**PROBLEM STATEMENT:** Looking at the data below, how many lines include the word "iron"? Respond with the number only.

**MATERIAL PROVIDED:**
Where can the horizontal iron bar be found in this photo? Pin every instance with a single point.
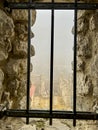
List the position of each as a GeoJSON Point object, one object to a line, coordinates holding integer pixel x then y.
{"type": "Point", "coordinates": [46, 114]}
{"type": "Point", "coordinates": [71, 6]}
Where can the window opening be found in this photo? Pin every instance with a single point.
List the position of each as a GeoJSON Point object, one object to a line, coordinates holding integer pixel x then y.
{"type": "Point", "coordinates": [45, 113]}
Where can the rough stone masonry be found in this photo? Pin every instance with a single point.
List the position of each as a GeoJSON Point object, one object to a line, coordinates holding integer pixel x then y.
{"type": "Point", "coordinates": [13, 55]}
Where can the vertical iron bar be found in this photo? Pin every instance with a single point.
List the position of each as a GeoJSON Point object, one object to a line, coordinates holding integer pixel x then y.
{"type": "Point", "coordinates": [51, 62]}
{"type": "Point", "coordinates": [28, 62]}
{"type": "Point", "coordinates": [75, 64]}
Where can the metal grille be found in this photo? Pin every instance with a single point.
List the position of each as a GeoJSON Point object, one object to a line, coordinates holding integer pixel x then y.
{"type": "Point", "coordinates": [51, 114]}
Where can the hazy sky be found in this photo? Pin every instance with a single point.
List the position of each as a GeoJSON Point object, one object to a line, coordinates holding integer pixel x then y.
{"type": "Point", "coordinates": [63, 40]}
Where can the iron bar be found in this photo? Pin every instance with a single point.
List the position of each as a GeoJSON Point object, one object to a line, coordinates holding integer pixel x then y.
{"type": "Point", "coordinates": [51, 62]}
{"type": "Point", "coordinates": [68, 6]}
{"type": "Point", "coordinates": [46, 114]}
{"type": "Point", "coordinates": [75, 64]}
{"type": "Point", "coordinates": [28, 62]}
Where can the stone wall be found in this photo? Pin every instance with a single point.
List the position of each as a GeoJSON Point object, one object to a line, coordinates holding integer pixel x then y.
{"type": "Point", "coordinates": [13, 55]}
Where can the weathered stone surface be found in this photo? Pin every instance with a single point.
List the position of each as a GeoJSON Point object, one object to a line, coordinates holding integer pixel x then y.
{"type": "Point", "coordinates": [20, 49]}
{"type": "Point", "coordinates": [1, 81]}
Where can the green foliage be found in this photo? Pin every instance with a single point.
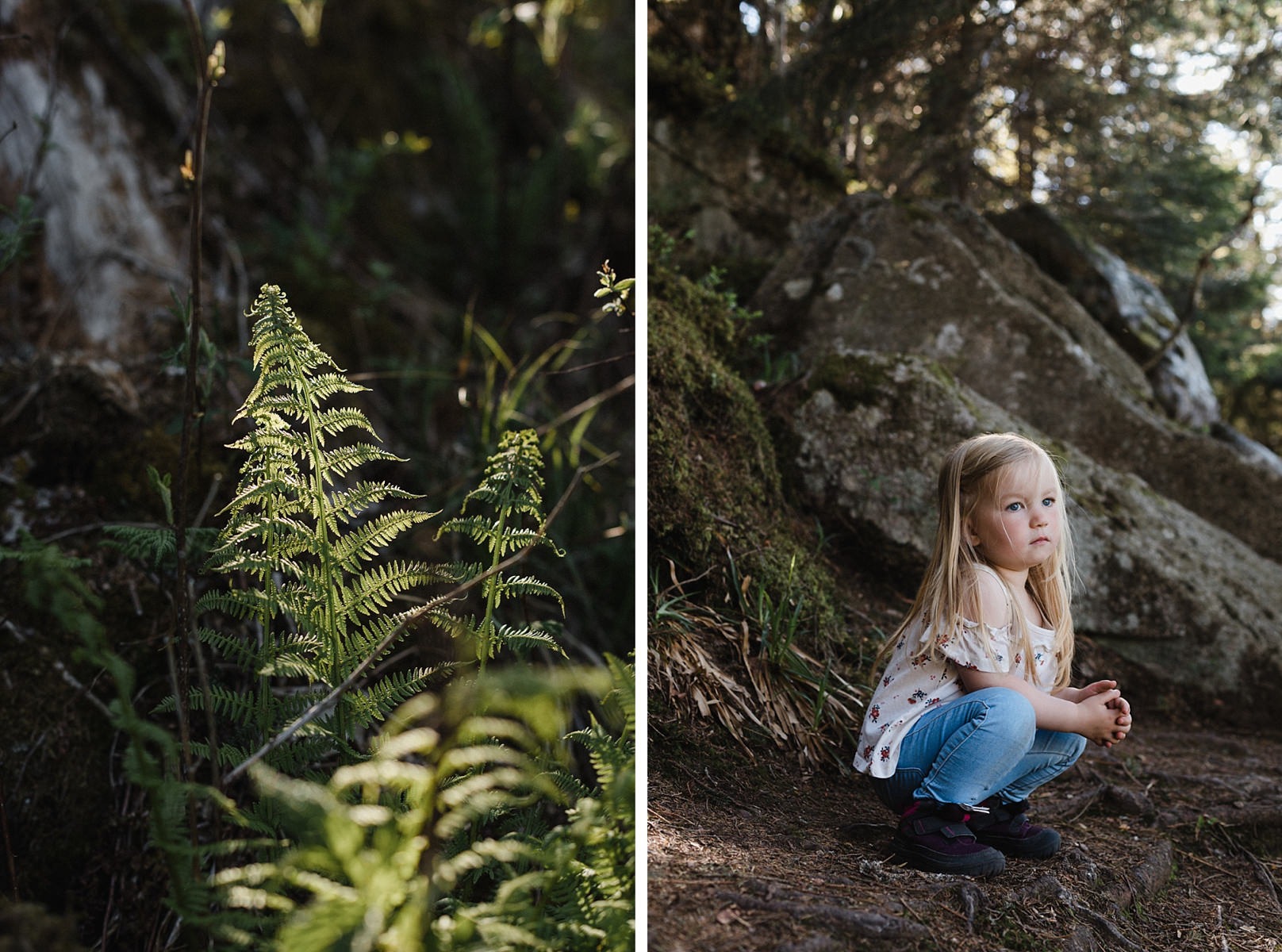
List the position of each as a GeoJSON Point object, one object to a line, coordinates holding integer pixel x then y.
{"type": "Point", "coordinates": [155, 545]}
{"type": "Point", "coordinates": [18, 226]}
{"type": "Point", "coordinates": [52, 582]}
{"type": "Point", "coordinates": [304, 532]}
{"type": "Point", "coordinates": [510, 493]}
{"type": "Point", "coordinates": [370, 868]}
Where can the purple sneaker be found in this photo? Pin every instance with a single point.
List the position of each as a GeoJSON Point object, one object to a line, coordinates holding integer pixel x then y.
{"type": "Point", "coordinates": [1005, 828]}
{"type": "Point", "coordinates": [935, 837]}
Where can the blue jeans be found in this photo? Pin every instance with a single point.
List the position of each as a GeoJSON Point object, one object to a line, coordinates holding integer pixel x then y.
{"type": "Point", "coordinates": [973, 747]}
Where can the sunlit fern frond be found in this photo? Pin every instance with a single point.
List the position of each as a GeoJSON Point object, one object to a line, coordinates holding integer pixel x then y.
{"type": "Point", "coordinates": [309, 536]}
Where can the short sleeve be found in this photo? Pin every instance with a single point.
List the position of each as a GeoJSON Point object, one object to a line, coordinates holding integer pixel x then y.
{"type": "Point", "coordinates": [978, 647]}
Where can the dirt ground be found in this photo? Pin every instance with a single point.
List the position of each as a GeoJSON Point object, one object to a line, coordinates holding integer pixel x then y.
{"type": "Point", "coordinates": [1172, 841]}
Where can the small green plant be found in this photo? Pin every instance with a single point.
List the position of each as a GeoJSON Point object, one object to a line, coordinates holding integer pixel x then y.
{"type": "Point", "coordinates": [510, 493]}
{"type": "Point", "coordinates": [18, 226]}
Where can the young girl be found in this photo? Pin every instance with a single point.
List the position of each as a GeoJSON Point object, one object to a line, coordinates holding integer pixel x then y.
{"type": "Point", "coordinates": [973, 710]}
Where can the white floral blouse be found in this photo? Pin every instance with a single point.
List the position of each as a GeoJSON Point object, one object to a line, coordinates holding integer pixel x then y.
{"type": "Point", "coordinates": [915, 683]}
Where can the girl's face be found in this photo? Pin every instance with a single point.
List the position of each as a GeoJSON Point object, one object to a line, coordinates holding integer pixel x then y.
{"type": "Point", "coordinates": [1018, 524]}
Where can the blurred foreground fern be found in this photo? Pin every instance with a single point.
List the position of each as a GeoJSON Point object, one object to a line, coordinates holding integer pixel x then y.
{"type": "Point", "coordinates": [377, 862]}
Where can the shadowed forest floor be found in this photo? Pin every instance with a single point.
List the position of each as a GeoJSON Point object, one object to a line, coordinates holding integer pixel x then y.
{"type": "Point", "coordinates": [1172, 839]}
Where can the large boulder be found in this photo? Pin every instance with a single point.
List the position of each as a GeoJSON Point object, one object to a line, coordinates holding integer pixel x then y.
{"type": "Point", "coordinates": [1161, 587]}
{"type": "Point", "coordinates": [106, 243]}
{"type": "Point", "coordinates": [1127, 305]}
{"type": "Point", "coordinates": [941, 282]}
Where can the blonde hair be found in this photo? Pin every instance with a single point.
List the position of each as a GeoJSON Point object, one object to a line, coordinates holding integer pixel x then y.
{"type": "Point", "coordinates": [973, 472]}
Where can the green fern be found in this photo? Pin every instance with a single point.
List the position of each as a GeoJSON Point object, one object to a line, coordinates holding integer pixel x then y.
{"type": "Point", "coordinates": [510, 493]}
{"type": "Point", "coordinates": [385, 854]}
{"type": "Point", "coordinates": [304, 532]}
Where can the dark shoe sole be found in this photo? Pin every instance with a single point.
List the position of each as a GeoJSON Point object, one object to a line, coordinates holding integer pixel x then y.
{"type": "Point", "coordinates": [1042, 846]}
{"type": "Point", "coordinates": [982, 862]}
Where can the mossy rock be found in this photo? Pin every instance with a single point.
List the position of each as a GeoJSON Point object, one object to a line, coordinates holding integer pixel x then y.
{"type": "Point", "coordinates": [714, 485]}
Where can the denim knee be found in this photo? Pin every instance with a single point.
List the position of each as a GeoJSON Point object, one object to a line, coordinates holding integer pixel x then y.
{"type": "Point", "coordinates": [1011, 712]}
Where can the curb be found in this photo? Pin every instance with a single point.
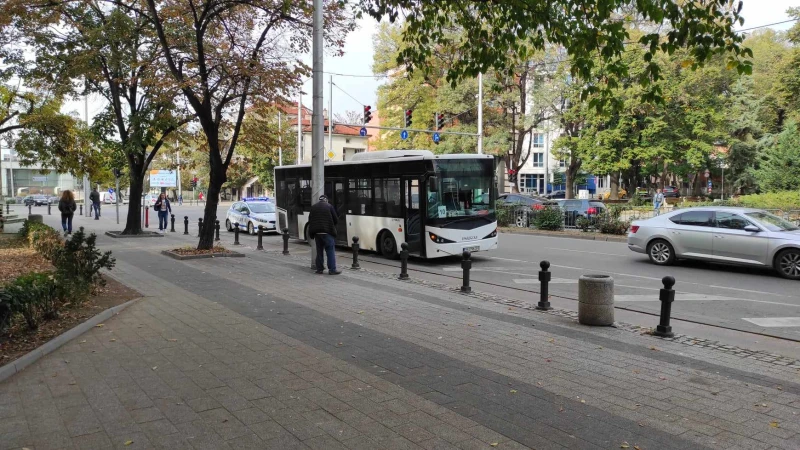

**SOLUTION BELOW:** 3